*Stated goal a*:
Answer these questions using the news article about the dog squad in Kenya:
(i) How deep under ground can the dogs detect pieces of ivory or rhino horn?
(ii) Who provided the canines, training, and kennels?
(iii) According to the Save the Elephants report, what percentage of its elephant population did Kenya lose from 1979 to 1989?

*Quoted passage*:
◇ ◇ ◇

By Danna Harman
The Christian Science Monitor via COMTEX
July 2, 2001
NAIVASHA, KENYA - This month, ivory smugglers and poachers in Kenya
will face a new squad of crimefighters--Charlie, Blair, Megan, Mouser,
Jason, and Vicky--a pack of expatriate canines.
The labradors, German shepherds and collies--most of them former
London strays--had six months of training to learn to detect pieces
of ivory or rhino horn as small as half a centimeter and buried
as deep as a meter and a half under ground.
Though it's only a six-dog squad, Josiah Achoki, the Kenyan Wildlife
Service's assistant director of operations, says it will be effective.
"The smugglers know they don't stand a chance," he says.
The British Army provided the canines, training, and kennels. Kate
Hemmings, adviser to the British defense attache in Nairobi, says
the canine antismugglingunit is a modest pilot program. Further
care of the dogs and upkeep of the program will fall on the shoulders
of the KWS. "If it gets too big, it will be hard for them to
sustain," she says. "It is expensive, and so has to be
limited . . . but that said, it looks like a sure success, and we
hope it will grow."
Ivory trade was banned by the Convention on International Trade
in Endangered Species (CITES) in 1989, in response to the mass slaughter
of elephants. A report last year by the Nairobi-based Save the Elephants
organization said that from 1979 to 1989, Africa lost over half
its elephants to the ivory trade, with Kenya losing 85 percent of
its population.

◇ ◇ ◇

*Material provided*:

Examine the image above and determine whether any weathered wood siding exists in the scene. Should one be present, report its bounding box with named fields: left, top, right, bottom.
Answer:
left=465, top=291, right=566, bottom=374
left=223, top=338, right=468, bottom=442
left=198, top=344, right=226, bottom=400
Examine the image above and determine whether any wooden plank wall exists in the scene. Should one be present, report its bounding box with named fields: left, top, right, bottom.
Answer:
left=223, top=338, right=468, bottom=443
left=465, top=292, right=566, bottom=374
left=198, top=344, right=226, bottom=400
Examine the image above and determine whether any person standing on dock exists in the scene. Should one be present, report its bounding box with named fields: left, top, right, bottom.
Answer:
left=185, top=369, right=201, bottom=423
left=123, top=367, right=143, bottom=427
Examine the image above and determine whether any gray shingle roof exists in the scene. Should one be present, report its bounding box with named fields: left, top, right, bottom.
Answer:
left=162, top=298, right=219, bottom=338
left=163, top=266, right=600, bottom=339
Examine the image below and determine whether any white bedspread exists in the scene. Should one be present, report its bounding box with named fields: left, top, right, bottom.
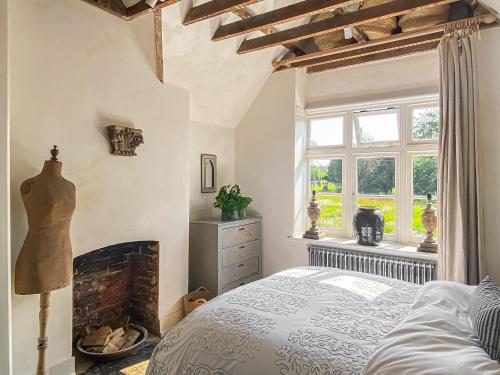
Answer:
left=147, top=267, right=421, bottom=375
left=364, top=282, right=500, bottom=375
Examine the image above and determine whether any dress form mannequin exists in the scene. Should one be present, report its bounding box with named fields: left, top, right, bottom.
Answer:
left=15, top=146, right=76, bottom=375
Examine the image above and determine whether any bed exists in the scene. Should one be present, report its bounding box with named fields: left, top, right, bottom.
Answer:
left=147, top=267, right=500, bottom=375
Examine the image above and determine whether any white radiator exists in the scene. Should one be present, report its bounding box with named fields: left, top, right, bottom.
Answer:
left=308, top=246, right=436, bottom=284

◇ ◇ ◇

*Stated goal b*: Lay out the lines of the listing as a numbered list, from the first line of the listing up to and including the line with "left=364, top=282, right=500, bottom=375". Skip blank lines and leave out the pictures.

*Response a*:
(i) As deep as a meter and a half.
(ii) The British Army.
(iii) 85 percent.

*Response b*:
1. Examine the image above and determine whether any weathered wood siding exists in the scene. Should one be present, report its bounding box with named fields: left, top, right, bottom.
2. Answer:
3. left=465, top=291, right=566, bottom=374
4. left=223, top=338, right=468, bottom=442
5. left=198, top=344, right=226, bottom=400
6. Examine the image above and determine whether any wooden plank wall exists in the scene. Should one be present, report its bounding box with named fields: left, top, right, bottom.
7. Answer:
8. left=223, top=338, right=468, bottom=443
9. left=465, top=292, right=566, bottom=374
10. left=198, top=344, right=226, bottom=400
11. Examine the image above and determine whether any person standing on dock exists in the scene. Should one be present, report its bounding box with named fields: left, top, right, bottom.
12. Answer:
13. left=185, top=369, right=201, bottom=423
14. left=123, top=367, right=143, bottom=427
15. Examine the image above and determine whether any gray shingle roof exists in the scene. Should one be present, report its bounding box with named fields: left, top, right, bottom.
16. Answer:
17. left=162, top=298, right=219, bottom=338
18. left=163, top=266, right=600, bottom=339
19. Examine the image below and determine whether any white bedspread exists in the scene. Should one be present, report its bounding box with named fields: left, top, right, bottom.
20. Answer:
21. left=147, top=267, right=421, bottom=375
22. left=364, top=282, right=500, bottom=375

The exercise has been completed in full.